### Required actions
1. Pull from the article about Arelene Lihala the passage starting at "Campbell River woman" and ending at "couldn’t be happier.", copied word for word.
2. Answer these questions from the article about Arelene Lihala:
(a) How long did Lihala first go to Africa to volunteer?
(b) In which city was the orphanage where she volunteered?
(c) What is the name of the orphanage Lihala now runs?
3. Go on with the article about Arelene Lihala's orphanage, starting right after its final sentence.

### Provided text

++++++++++++++++++++

Campbell River woman devotes her life to providing shelter for orphans
Arelene Lihala went to Africa five years ago knowing what she wanted. “I went there for about a month to volunteer,” Lihala said. “I really wanted to be hands-on with the children, myself.”
She was volunteering at an orphanage in Lilongwe, the capital of Malawi, run by a woman from Alberta. Lihala ended up getting what she wanted there and more.
Now it consumes her life. And she couldn’t be happier.
“My heart was leading me to step up and say ‘I want to,’” Lihala said. What Lihala’s heart has led her to is running an orphanage of her own in Milawi. She is the force behind Chikondi Orphanage.
After visiting Africa and working with orphans she could not walk away and return to her comfortable Canadian life. “When I was in Malawi I saw the need,” she said. “I’ve seen children die in my arms. It hits your heart and it really makes you look at what we have here in Canada. When you have that reality check, you really look at things a lot differently.”

++++++++++++++++++++

### Data listing
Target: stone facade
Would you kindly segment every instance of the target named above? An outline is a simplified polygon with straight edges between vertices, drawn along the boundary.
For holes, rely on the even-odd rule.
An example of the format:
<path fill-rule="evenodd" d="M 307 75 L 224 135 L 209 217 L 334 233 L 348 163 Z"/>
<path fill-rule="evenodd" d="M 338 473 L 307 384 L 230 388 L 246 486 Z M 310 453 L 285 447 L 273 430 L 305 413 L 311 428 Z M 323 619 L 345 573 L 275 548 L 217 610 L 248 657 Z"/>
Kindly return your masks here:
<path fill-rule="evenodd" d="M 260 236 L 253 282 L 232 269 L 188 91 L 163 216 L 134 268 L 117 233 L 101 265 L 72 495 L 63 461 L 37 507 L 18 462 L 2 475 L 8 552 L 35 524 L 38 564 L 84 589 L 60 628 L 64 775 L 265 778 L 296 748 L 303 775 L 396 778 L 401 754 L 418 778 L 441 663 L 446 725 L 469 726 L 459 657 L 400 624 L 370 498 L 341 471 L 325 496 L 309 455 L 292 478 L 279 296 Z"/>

++++++++++++++++++++

### Results of the tasks
1.
Campbell River woman devotes her life to providing shelter for orphans
Arelene Lihala went to Africa five years ago knowing what she wanted. “I went there for about a month to volunteer,” Lihala said. “I really wanted to be hands-on with the children, myself.”
She was volunteering at an orphanage in Lilongwe, the capital of Malawi, run by a woman from Alberta. Lihala ended up getting what she wanted there and more.
Now it consumes her life. And she couldn’t be happier.

2.
(a) About a month.
(b) Lilongwe, the capital of Malawi.
(c) Chikondi Orphanage.

3.
Lihala certainly looks at things differently now. She is driven to do the best for the children under her care at Chikondi, even from thousands of miles away in her home in Campbell River. It stems from her belief that it only takes one person – one heart – to make a difference. Then you create a community of like-minded people and you can make a big difference.
There is a big job to do. Fourteen per cent of Malawi’s children are orphans according to Chikondi Orphanage’s website (www.chikondiorphanage.org). Approximately 1.2 million children have lost one or both of their parents leaving family members struggling to take care of the orphans. It’s difficult, nearly impossible, for them to provide the basic necessities of life.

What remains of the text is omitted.